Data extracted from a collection
○ ○ ○

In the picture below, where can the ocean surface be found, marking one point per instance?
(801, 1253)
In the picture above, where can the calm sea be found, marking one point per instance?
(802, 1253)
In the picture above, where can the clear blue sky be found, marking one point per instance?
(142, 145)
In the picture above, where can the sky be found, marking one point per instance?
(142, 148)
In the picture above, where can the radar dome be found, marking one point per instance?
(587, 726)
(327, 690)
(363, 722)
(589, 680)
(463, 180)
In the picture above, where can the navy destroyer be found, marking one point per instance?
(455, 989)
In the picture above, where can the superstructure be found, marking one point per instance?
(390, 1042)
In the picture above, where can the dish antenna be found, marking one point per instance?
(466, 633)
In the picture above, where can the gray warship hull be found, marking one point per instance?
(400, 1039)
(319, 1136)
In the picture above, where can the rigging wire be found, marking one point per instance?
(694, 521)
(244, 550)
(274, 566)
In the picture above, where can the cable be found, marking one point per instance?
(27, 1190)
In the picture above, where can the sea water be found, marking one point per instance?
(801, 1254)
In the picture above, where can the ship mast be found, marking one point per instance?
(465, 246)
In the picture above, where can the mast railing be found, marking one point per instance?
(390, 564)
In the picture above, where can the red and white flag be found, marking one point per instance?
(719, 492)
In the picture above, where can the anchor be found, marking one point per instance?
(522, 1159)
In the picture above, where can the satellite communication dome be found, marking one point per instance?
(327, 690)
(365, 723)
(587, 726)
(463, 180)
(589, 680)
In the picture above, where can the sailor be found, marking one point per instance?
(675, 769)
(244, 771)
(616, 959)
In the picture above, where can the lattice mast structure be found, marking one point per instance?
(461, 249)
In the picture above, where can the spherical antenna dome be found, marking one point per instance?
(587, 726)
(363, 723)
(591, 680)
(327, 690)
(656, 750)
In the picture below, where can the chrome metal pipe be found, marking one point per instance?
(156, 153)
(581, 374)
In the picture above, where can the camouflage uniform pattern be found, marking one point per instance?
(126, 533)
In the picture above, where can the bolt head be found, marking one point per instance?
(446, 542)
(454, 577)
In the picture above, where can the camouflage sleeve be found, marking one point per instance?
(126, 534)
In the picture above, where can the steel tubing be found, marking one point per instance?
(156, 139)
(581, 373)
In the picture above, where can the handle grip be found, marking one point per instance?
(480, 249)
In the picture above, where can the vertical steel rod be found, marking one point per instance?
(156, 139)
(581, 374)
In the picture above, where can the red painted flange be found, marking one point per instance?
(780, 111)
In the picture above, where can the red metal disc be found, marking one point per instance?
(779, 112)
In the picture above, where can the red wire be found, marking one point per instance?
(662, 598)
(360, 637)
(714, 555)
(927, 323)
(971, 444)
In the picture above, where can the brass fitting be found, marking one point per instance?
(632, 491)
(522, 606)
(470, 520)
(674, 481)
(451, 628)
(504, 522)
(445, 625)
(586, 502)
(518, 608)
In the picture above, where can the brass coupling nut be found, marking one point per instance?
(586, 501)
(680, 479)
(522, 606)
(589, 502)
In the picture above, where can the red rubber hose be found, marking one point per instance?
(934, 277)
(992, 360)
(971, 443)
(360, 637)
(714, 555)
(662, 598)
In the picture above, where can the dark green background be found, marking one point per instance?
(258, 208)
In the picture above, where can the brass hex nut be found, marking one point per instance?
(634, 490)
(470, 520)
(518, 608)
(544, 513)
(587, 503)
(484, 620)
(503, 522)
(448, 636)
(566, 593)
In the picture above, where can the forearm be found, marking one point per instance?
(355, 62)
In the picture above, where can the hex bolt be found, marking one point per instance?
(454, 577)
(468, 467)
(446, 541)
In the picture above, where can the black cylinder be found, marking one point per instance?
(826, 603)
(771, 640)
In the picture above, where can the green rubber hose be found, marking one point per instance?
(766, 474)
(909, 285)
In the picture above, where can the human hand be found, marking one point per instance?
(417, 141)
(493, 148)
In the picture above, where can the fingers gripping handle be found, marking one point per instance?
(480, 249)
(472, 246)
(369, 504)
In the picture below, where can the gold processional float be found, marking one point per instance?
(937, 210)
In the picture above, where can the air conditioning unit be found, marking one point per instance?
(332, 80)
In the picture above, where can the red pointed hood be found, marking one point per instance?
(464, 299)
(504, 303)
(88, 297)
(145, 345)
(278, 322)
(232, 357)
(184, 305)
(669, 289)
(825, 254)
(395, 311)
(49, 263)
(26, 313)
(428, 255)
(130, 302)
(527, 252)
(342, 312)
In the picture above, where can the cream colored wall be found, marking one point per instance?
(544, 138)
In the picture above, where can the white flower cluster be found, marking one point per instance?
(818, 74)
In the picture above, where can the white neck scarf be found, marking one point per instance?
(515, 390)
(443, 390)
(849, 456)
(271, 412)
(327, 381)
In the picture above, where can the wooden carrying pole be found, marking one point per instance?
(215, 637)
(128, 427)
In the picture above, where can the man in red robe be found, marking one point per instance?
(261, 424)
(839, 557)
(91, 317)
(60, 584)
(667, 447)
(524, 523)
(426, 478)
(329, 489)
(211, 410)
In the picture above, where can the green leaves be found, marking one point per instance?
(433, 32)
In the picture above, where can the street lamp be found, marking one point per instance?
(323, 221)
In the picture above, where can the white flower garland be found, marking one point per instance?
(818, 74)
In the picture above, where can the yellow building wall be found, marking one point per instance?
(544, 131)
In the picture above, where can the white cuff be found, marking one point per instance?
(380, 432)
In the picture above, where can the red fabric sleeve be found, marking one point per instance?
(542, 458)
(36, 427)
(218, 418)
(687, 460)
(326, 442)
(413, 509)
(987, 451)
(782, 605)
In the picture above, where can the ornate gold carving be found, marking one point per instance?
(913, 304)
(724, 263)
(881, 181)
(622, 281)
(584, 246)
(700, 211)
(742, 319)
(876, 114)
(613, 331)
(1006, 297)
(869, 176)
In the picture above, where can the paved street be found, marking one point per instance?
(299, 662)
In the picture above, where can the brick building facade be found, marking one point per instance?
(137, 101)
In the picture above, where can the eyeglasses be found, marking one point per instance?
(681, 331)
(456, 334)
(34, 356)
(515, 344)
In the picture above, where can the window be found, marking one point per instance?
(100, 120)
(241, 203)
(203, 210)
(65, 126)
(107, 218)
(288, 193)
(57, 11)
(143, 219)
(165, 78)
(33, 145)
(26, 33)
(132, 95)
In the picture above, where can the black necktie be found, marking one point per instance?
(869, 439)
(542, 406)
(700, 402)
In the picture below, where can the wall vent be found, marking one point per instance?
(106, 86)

○ ○ ○

What is expected:
Reproduce all the records. Keep them exact, please.

Answer:
In the picture below, where can the ocean surface be found, marking one point per instance?
(801, 1253)
In the picture above, where can the calm sea be found, marking one point per instance?
(802, 1253)
In the picture above, where can the clear blue sky be found, marking one point per instance?
(142, 145)
In the picture above, where can the sky be found, marking one point per instance?
(142, 148)
In the picture above, where can the radar dome be found, marking one point per instance?
(587, 726)
(327, 690)
(363, 722)
(589, 680)
(463, 180)
In the picture above, where can the navy destroyer be found, marking one point per instance?
(455, 989)
In the picture above, where can the superstructure be found, marking one point per instance?
(390, 1042)
In the picture above, where can the dish antenna be found, marking one point per instance?
(466, 633)
In the picture above, where can the gray warship hull be found, marking one point per instance?
(400, 1039)
(319, 1136)
In the picture above, where can the rigging wire be found, marking one point per instance?
(694, 521)
(244, 550)
(274, 566)
In the picture above, where can the cable be found, marking one point per instance?
(27, 1190)
In the picture above, where can the sea water be found, marking one point per instance?
(801, 1254)
In the picture above, where can the ship mast be found, marking one point per instance?
(465, 246)
In the picture above, where can the mast railing be found, marking one point per instance?
(390, 564)
In the picture above, where can the red and white flag be found, marking one point per instance?
(719, 492)
In the picture above, where can the anchor be found, marking one point per instance?
(522, 1159)
In the picture above, where can the satellite communication dome be found, marking one point per instance?
(327, 690)
(365, 723)
(587, 726)
(463, 180)
(589, 680)
In the picture above, where can the sailor be found, marking one point per instance?
(675, 769)
(244, 771)
(616, 959)
In the picture above, where can the lattice mast structure be found, marking one point per instance?
(461, 249)
In the picture above, where can the spherical antenna dome be found, marking one point per instance?
(587, 726)
(363, 723)
(591, 680)
(327, 690)
(656, 750)
In the picture below, where can the chrome metal pipe be found, marking one point per instance?
(156, 153)
(581, 374)
In the picture above, where can the camouflage uniform pattern be found, marking one point per instance?
(126, 533)
In the picture above, where can the bolt head be found, marking one point per instance?
(446, 542)
(454, 577)
In the picture above, where can the camouflage sleeve be found, marking one point per instance?
(126, 534)
In the picture above, where can the steel tubing be found, marking one point per instance?
(156, 139)
(581, 373)
In the picture above, where can the handle grip be found, marking one point per instance?
(480, 249)
In the picture above, where can the vertical steel rod be found, marking one point per instance?
(156, 139)
(581, 374)
In the picture above, where can the red painted flange be found, marking one point per instance?
(780, 111)
In the picture above, where can the red metal disc be found, marking one point per instance?
(779, 112)
In the picture above, where can the red wire be found, marking one point per instance?
(662, 598)
(360, 637)
(714, 555)
(927, 323)
(971, 444)
In the picture above, where can the brass fitting be found, marking one point per instance?
(632, 491)
(522, 606)
(470, 520)
(674, 481)
(451, 628)
(504, 522)
(445, 625)
(586, 502)
(518, 608)
In the picture above, where can the brass coupling nut be found, marking one point per instance?
(586, 501)
(680, 479)
(522, 606)
(589, 502)
In the picture above, where can the red rubber hose be found, marking one point per instance?
(934, 277)
(992, 360)
(971, 443)
(360, 637)
(714, 555)
(662, 598)
In the picture above, where can the dark green background be found, marking one point per instance?
(258, 208)
In the picture above, where can the brass hex nut be found, marking one point per instance?
(634, 490)
(470, 520)
(518, 608)
(544, 513)
(587, 503)
(484, 620)
(503, 522)
(448, 636)
(566, 593)
In the picture above, where can the forearm be found, marking one point per instance?
(355, 62)
In the picture above, where can the hex bolt be found, marking one point per instance?
(454, 577)
(468, 467)
(446, 541)
In the picture above, where can the black cylinder be found, marking one point per instance?
(826, 603)
(771, 640)
In the picture above, where can the green rubber hose be found, marking one point per instance?
(766, 474)
(909, 285)
In the picture above, where can the human hand be found, marking one point per instance?
(417, 141)
(493, 148)
In the picture above, where can the fingers gripping handle be found, marking one point per instance?
(480, 249)
(472, 246)
(369, 504)
In the picture below, where can the gold processional float be found, marking one point per instance?
(937, 210)
In the picture above, where can the air conditioning unit be found, marking one point per instance?
(332, 80)
In the picture above, where can the red pointed hood be found, marking one point per instance?
(464, 299)
(504, 303)
(88, 297)
(145, 345)
(278, 322)
(232, 357)
(184, 305)
(669, 289)
(825, 254)
(395, 311)
(49, 263)
(26, 313)
(428, 255)
(130, 302)
(527, 252)
(342, 312)
In the picture above, where can the cream colored wall be found, marking one point per instance?
(544, 138)
In the picture above, where can the white flower cluster be found, marking one point per instance?
(818, 74)
In the picture above, where can the white neck scarf be found, marking one point per instance?
(515, 390)
(443, 390)
(849, 456)
(271, 412)
(327, 381)
In the picture above, where can the wooden carrying pole be found, marking one point per instance?
(215, 637)
(128, 427)
In the picture above, where can the man in red robe be found, marking one point per instance?
(261, 424)
(839, 557)
(91, 317)
(60, 584)
(667, 447)
(524, 523)
(426, 478)
(329, 489)
(211, 410)
In the picture above, where can the green leaves be found, marking one point per instance?
(433, 32)
In the picture above, where can the street lamp be found, marking one point per instance?
(323, 221)
In the picture above, where can the white flower garland be found, marking one point per instance?
(818, 74)
In the picture above, where can the yellow building wall be found, marking one point per instance?
(544, 131)
In the picture above, where can the white cuff be found, marking one point per instance?
(380, 432)
In the picture above, where can the red fabric sleeve be found, marking one point per instance?
(542, 458)
(36, 427)
(218, 418)
(687, 460)
(326, 442)
(413, 509)
(987, 451)
(782, 605)
In the picture above, where can the ornate gold carving be found, marking one point per instance?
(913, 304)
(724, 263)
(881, 181)
(622, 281)
(584, 246)
(700, 211)
(742, 319)
(876, 114)
(613, 331)
(1006, 297)
(869, 176)
In the picture above, where can the paved street be found, marking one point per instance?
(299, 662)
In the picture above, where can the brick building facade be found, marking one point per instance?
(137, 101)
In the picture above, where can the eyeglasses be found, marking one point per instance?
(681, 331)
(456, 334)
(34, 356)
(515, 344)
In the picture above, where can the window be found, marking one point per instance?
(100, 120)
(241, 203)
(203, 210)
(65, 126)
(107, 218)
(288, 193)
(57, 11)
(143, 219)
(165, 78)
(33, 145)
(26, 33)
(132, 95)
In the picture above, where can the black necktie be found, marking one point per instance?
(869, 439)
(542, 406)
(700, 402)
In the picture below, where can the wall vent be found, marking one point per instance?
(106, 86)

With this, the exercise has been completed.